Once every line below has been checked for "hair", give only the number of lines that have it.

-- MATERIAL PROVIDED follows --

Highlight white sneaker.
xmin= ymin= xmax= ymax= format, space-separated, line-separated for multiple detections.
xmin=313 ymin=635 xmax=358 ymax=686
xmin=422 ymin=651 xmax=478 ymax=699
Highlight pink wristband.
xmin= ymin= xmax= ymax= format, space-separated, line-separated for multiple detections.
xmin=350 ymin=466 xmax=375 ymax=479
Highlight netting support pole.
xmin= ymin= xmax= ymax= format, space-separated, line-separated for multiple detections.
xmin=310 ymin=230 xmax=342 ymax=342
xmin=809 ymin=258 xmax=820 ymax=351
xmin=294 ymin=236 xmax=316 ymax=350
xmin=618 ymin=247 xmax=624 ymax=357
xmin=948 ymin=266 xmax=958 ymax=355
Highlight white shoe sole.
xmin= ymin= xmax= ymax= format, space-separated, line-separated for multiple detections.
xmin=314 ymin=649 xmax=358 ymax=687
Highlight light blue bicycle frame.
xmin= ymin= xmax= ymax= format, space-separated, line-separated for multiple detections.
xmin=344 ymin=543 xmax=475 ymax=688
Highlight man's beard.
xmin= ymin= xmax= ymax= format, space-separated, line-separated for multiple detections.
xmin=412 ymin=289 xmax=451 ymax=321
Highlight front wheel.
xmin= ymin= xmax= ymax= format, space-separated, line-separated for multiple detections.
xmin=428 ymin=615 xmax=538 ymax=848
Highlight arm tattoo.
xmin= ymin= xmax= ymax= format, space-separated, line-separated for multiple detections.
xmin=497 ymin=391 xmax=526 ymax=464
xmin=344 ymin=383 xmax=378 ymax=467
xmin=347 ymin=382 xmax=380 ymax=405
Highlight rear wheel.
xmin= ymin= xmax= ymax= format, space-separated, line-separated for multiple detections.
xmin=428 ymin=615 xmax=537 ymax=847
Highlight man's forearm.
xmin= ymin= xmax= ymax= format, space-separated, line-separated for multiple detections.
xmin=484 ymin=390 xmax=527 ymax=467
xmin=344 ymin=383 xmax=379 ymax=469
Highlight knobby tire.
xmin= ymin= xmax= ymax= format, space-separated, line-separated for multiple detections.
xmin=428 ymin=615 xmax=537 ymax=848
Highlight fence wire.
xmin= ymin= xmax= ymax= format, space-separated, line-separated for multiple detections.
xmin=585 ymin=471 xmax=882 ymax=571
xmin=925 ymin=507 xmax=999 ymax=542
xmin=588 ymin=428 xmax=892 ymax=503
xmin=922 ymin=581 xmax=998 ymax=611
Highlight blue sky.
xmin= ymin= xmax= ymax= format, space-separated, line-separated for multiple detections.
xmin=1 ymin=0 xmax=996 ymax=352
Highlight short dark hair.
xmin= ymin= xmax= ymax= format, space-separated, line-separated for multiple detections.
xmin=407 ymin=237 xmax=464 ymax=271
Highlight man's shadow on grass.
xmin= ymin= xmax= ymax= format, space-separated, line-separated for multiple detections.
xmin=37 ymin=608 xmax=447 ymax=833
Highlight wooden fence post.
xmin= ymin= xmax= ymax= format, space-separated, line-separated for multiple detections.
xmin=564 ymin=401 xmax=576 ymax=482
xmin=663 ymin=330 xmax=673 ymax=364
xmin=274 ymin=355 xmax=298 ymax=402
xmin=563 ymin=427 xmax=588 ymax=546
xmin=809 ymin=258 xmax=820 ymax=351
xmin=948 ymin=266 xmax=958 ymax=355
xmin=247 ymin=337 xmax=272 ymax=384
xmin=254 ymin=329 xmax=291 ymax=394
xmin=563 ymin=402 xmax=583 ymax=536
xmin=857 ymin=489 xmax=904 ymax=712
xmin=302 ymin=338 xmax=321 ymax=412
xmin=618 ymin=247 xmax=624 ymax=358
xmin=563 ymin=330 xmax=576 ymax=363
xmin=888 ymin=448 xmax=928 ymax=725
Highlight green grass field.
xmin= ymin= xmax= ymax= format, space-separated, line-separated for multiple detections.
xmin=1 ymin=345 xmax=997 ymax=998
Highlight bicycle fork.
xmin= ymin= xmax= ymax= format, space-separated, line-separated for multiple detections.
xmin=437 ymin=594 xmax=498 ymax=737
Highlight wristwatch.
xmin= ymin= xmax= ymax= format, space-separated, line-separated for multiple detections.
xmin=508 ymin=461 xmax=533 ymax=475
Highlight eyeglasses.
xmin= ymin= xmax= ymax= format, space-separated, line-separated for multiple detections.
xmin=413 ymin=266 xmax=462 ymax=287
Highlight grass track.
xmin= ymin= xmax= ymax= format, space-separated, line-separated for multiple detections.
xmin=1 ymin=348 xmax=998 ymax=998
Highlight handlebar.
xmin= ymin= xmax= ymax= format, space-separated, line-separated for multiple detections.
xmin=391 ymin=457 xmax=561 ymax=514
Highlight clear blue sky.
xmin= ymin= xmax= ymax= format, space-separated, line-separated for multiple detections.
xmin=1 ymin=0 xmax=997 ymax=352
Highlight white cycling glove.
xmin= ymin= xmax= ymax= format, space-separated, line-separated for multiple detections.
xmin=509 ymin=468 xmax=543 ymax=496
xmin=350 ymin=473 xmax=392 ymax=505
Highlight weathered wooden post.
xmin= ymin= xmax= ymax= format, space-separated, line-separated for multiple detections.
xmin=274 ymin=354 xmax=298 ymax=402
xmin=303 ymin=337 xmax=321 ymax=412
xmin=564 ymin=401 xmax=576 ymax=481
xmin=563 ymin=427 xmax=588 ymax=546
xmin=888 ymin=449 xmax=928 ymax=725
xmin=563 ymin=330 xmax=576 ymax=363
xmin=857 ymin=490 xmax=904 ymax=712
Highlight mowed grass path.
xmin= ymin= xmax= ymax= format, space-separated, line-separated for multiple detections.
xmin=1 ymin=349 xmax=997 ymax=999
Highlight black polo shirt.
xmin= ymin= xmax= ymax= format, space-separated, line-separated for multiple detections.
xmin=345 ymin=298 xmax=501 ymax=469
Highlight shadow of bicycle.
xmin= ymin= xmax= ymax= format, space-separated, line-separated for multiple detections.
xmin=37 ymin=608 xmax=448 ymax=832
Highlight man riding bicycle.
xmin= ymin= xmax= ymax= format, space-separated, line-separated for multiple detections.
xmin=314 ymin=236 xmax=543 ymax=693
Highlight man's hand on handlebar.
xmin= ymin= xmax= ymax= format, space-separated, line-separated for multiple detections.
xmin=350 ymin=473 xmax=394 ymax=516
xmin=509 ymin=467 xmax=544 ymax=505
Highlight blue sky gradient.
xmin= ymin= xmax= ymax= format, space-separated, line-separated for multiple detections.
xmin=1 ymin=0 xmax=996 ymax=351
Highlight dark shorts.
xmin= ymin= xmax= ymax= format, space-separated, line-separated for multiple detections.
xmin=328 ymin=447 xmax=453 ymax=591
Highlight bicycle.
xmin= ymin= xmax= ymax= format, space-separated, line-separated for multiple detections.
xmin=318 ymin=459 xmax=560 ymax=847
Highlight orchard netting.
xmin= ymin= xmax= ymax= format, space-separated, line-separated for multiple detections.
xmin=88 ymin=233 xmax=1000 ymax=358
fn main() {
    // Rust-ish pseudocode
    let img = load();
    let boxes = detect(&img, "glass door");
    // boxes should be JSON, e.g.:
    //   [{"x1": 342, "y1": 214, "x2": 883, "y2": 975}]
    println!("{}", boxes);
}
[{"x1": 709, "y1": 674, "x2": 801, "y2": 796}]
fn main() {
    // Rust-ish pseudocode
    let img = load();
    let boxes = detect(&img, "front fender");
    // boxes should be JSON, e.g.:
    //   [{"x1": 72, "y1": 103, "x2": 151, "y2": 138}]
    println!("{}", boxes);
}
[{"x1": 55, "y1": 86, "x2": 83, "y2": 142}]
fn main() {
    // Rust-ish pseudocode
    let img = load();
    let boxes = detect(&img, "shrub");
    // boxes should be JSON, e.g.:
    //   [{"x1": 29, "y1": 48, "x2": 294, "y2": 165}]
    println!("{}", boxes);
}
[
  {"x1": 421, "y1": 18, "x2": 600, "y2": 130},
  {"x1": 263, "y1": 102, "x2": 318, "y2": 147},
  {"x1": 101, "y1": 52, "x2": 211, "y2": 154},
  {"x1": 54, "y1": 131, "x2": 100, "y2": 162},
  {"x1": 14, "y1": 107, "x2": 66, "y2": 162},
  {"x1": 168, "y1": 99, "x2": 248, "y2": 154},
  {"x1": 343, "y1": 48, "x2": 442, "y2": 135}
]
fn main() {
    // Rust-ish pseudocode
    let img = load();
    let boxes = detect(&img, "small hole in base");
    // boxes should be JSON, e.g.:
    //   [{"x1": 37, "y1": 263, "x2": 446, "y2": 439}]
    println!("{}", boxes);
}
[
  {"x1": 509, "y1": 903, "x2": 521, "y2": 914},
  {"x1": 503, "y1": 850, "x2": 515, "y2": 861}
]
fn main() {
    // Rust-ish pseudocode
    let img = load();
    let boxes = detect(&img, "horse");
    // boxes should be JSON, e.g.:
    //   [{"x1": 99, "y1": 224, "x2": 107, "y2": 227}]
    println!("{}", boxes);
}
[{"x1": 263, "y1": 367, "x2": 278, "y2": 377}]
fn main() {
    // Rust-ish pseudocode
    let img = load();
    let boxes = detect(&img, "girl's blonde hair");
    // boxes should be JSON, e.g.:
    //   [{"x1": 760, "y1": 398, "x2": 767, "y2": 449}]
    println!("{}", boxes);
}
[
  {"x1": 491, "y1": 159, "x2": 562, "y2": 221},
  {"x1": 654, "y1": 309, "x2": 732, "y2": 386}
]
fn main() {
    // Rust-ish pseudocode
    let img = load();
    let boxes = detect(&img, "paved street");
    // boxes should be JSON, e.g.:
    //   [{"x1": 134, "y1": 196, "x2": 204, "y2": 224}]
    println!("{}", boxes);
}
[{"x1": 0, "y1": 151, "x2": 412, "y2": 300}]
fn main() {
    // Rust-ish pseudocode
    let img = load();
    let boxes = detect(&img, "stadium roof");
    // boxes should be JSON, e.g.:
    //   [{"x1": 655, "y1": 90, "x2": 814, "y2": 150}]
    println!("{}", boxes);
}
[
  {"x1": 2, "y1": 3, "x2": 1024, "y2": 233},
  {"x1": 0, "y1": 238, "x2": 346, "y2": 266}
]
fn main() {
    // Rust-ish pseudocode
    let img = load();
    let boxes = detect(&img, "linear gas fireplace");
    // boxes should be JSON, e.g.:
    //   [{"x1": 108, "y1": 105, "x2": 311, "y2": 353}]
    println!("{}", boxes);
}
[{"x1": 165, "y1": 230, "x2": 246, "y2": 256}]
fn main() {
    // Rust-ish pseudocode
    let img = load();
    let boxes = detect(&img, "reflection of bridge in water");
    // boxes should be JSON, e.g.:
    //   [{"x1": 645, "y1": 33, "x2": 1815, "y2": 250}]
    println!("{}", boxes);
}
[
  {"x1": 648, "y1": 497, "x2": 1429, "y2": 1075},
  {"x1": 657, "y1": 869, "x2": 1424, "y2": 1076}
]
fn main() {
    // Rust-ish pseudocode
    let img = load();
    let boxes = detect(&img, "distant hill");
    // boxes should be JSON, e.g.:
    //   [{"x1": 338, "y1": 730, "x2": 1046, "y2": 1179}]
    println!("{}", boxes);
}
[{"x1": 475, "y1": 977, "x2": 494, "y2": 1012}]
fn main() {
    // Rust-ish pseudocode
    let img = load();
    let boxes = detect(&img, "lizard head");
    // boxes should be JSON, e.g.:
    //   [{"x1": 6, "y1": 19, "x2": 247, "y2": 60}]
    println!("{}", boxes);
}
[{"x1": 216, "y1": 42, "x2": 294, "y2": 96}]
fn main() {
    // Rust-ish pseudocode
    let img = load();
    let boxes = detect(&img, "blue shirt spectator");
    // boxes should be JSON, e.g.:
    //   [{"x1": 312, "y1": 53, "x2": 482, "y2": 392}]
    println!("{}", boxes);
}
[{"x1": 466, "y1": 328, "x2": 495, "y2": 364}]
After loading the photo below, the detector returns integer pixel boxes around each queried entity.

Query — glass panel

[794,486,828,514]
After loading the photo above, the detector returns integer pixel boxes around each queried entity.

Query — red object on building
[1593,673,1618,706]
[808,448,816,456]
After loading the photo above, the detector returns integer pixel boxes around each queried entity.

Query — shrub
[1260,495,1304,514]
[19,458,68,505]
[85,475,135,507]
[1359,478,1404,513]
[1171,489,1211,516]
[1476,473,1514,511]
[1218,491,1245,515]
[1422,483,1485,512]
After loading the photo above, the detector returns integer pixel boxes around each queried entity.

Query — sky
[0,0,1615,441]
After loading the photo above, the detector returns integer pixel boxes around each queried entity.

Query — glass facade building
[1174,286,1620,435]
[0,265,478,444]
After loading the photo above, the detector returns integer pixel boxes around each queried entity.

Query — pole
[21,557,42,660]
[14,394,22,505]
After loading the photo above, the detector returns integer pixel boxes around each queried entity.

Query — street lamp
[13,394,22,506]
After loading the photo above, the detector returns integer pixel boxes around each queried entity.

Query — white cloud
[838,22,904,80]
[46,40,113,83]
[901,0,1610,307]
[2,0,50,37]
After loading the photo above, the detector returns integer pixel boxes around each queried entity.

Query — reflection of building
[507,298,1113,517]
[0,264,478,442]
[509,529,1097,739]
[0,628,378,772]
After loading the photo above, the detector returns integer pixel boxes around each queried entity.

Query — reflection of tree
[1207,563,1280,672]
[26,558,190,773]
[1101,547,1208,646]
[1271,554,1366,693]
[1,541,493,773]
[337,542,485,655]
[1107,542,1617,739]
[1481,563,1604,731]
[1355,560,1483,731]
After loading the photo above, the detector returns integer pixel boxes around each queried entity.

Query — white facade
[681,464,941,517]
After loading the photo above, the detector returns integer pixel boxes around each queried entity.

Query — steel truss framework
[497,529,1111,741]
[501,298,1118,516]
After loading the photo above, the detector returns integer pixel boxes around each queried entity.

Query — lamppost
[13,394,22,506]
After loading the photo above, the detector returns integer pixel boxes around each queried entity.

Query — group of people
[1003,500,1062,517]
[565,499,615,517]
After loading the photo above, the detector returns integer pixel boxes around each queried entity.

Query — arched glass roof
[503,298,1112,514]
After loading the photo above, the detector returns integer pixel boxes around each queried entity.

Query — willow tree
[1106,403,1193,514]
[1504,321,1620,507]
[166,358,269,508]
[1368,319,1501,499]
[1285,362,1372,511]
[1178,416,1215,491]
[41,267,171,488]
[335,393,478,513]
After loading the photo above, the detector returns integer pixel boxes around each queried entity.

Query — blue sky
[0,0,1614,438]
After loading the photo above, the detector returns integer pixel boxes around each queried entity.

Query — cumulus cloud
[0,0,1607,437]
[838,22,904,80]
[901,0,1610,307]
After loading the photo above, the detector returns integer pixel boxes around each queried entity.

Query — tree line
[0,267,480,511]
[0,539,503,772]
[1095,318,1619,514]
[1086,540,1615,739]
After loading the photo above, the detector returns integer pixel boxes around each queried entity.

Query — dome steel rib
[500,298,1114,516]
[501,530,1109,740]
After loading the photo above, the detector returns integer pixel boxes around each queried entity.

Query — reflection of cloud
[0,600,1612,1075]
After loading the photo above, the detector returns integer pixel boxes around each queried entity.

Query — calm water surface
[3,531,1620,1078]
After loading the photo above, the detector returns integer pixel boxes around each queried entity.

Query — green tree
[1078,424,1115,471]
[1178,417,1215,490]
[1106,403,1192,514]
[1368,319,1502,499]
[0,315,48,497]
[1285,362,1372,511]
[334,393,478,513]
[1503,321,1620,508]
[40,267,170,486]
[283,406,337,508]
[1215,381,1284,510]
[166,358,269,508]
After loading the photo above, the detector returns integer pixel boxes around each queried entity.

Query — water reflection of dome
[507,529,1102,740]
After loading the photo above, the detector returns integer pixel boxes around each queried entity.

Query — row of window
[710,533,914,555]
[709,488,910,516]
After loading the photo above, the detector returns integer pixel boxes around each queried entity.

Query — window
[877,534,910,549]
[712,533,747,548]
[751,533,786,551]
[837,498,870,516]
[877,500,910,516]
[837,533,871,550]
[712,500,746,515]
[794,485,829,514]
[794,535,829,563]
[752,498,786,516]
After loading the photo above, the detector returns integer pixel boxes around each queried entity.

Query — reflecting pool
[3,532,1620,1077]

-- MATERIAL PROVIDED concluded --

ANSWER SECTION |
2